------ DATA FOR THE TASK
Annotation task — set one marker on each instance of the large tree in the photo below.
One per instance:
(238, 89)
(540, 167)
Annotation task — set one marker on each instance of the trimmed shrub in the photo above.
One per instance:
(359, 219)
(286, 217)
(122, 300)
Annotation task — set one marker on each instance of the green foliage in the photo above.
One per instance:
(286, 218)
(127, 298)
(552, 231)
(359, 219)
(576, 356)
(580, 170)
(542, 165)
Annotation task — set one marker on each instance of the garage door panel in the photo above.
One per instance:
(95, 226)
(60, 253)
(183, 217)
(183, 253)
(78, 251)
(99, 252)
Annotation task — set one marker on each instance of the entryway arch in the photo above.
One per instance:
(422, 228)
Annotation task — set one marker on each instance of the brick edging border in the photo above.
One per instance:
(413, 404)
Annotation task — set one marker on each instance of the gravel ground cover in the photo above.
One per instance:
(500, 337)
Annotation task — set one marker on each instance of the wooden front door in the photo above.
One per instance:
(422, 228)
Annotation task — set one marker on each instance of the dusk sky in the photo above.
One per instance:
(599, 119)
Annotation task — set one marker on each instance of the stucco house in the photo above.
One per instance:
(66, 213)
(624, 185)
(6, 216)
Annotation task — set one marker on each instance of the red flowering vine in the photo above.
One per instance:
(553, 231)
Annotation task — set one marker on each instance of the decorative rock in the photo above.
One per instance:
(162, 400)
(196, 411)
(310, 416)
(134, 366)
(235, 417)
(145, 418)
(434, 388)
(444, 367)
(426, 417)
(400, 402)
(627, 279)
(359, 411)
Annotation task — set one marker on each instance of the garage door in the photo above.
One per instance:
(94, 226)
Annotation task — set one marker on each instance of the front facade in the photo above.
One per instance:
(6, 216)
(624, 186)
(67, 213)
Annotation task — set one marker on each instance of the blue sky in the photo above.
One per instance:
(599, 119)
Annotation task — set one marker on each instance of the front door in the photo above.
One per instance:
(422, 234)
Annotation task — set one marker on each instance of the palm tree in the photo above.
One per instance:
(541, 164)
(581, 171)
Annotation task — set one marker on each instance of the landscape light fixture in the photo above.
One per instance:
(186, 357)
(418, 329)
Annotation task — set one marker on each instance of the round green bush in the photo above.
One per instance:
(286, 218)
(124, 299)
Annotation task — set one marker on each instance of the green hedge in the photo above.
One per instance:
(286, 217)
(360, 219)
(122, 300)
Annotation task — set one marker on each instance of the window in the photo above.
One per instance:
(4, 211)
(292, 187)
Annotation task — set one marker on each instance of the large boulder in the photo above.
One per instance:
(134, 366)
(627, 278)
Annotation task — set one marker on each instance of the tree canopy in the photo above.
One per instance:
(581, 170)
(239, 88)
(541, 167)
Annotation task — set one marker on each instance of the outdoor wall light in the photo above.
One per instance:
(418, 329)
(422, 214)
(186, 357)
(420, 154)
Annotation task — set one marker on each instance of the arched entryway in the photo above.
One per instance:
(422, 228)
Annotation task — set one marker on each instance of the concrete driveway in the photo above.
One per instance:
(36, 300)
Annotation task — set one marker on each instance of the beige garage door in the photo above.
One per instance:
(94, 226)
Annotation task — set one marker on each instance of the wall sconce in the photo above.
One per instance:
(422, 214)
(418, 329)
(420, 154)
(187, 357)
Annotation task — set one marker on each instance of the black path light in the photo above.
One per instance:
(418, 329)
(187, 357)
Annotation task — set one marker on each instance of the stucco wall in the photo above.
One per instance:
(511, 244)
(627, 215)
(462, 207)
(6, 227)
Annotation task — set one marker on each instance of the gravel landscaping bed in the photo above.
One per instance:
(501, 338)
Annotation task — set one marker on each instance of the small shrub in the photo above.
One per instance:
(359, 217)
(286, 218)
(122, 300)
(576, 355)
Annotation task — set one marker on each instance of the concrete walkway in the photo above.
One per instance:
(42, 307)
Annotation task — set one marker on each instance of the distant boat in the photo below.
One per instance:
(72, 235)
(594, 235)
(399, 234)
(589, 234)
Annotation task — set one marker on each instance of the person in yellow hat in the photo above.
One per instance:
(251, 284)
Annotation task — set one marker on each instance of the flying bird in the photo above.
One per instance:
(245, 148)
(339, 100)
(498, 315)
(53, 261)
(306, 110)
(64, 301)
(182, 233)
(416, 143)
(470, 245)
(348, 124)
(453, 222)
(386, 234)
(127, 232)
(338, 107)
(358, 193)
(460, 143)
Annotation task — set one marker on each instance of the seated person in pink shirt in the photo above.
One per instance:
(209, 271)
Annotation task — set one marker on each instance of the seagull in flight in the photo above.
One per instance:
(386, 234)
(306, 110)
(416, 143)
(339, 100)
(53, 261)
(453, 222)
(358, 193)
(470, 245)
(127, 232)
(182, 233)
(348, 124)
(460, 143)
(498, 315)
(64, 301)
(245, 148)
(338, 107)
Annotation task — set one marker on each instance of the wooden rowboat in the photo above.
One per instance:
------------
→ TO DO: Considering only the data above, return the lines in which "large" occurs.

→ RESPONSE TO THIS TASK:
Annotation task — set one marker on each instance of the large tree in the photo below.
Annotation task — set one marker on each instance of the large boulder in the photo above.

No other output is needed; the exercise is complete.